Scan the entries for lines with the word "below", then copy those lines.

Supplied information Start Marker

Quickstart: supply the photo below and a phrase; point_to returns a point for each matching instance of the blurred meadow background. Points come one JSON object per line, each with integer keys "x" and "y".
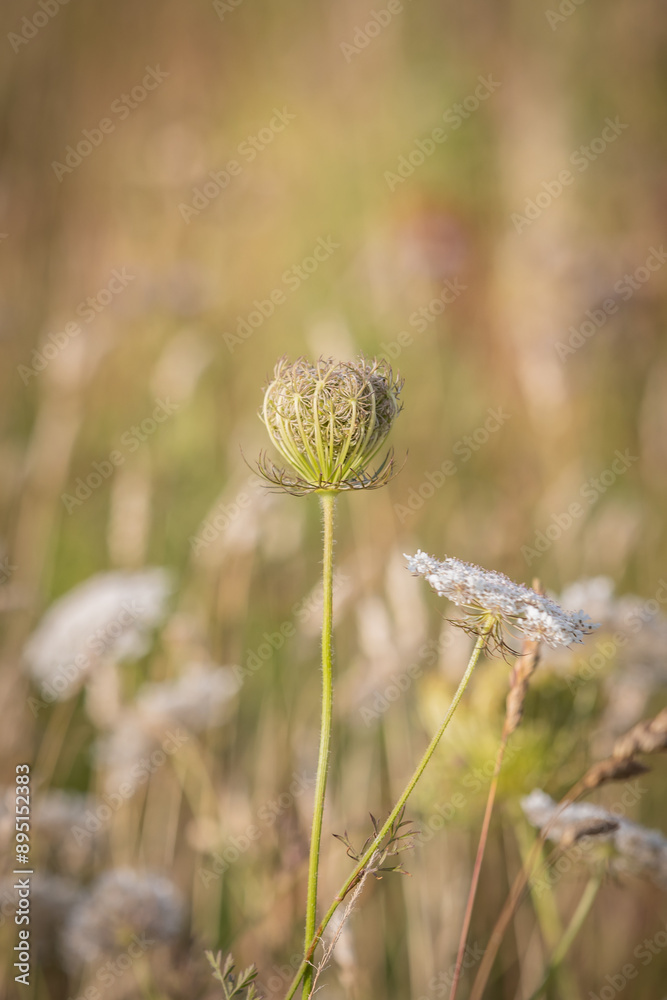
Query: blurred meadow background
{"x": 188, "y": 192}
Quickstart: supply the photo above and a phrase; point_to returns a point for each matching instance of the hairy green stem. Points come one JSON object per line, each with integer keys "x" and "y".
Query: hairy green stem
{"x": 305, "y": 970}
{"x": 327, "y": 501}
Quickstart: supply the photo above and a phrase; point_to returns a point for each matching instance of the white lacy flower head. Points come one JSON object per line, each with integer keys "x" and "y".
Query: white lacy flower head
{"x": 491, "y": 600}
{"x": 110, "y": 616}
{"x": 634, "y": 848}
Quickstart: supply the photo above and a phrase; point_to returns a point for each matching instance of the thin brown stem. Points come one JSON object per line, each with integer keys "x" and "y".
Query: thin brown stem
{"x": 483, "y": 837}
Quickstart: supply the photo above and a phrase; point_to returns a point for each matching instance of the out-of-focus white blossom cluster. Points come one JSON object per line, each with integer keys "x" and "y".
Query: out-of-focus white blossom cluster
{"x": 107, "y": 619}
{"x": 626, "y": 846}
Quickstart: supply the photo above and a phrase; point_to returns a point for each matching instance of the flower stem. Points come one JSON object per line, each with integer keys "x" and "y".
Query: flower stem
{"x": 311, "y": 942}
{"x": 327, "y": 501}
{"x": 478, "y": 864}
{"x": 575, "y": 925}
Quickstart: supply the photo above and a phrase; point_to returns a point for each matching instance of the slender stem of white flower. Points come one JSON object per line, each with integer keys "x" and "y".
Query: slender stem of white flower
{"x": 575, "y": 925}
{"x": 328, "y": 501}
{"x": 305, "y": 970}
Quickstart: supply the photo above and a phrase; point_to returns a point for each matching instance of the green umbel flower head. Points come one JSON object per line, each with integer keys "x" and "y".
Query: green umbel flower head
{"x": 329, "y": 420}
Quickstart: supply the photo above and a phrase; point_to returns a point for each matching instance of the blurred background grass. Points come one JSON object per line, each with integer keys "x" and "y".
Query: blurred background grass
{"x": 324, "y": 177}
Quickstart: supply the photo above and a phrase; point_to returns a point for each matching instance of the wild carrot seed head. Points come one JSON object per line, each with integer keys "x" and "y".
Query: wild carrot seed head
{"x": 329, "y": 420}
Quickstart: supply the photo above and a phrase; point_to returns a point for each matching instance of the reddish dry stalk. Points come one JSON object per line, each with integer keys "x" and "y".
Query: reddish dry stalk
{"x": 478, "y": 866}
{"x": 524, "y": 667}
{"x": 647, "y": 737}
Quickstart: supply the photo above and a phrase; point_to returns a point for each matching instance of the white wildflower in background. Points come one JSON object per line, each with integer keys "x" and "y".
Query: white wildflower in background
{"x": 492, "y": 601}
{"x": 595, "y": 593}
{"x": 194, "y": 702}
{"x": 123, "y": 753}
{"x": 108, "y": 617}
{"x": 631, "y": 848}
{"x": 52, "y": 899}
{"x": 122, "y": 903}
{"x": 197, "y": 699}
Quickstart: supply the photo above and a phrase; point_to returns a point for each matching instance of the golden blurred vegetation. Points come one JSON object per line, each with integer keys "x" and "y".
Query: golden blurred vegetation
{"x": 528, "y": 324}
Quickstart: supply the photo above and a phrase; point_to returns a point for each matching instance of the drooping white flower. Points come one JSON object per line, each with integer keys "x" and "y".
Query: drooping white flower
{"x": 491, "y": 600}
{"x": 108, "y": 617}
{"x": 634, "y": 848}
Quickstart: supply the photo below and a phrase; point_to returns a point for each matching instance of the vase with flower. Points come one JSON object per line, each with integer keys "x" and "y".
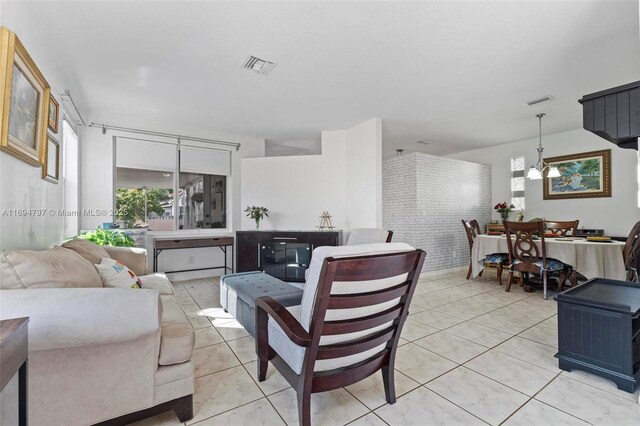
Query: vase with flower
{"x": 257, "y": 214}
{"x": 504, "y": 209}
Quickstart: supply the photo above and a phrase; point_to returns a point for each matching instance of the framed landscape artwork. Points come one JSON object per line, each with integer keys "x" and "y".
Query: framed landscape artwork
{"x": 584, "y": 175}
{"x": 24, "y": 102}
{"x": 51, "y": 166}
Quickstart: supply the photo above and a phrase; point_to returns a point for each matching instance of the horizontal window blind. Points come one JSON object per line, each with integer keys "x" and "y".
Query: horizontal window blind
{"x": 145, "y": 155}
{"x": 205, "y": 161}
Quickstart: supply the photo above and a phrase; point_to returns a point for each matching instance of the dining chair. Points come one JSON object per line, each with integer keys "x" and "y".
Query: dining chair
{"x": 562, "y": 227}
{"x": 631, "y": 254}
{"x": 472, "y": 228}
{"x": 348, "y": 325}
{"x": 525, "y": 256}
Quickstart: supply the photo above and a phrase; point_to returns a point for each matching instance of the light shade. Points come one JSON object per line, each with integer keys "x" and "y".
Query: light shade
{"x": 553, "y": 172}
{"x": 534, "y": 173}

Supplied information End Marker

### Result for this task:
Quickstart: supply the photo below and a phrase; point_to returns a point for each matching instance of the blurred meadow background. Points come one JSON object per line, each with integer keys "x" and "y".
Quickstart: supply the photo below and a phrase; point_to returns a point for each matching instance of the vase with flower. Points come one JSON object per line, each with integer keys "x" and "y".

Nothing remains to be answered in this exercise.